>> START SUPPLIED RECORDS

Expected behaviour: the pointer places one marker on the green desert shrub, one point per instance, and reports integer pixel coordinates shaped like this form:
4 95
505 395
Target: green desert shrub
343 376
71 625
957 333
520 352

>> END SUPPLIED RECORDS

WHAT IS NEEDED:
Please update the listing so that every "shrub" reads "bush" and nothing else changes.

RESPONSE:
Expected behaviour: the pointer places one marker on the green desert bush, one point per instance, and reports integer pixel coordinates shaped like this form:
4 95
505 395
Target: green desert bush
343 376
71 625
957 333
520 352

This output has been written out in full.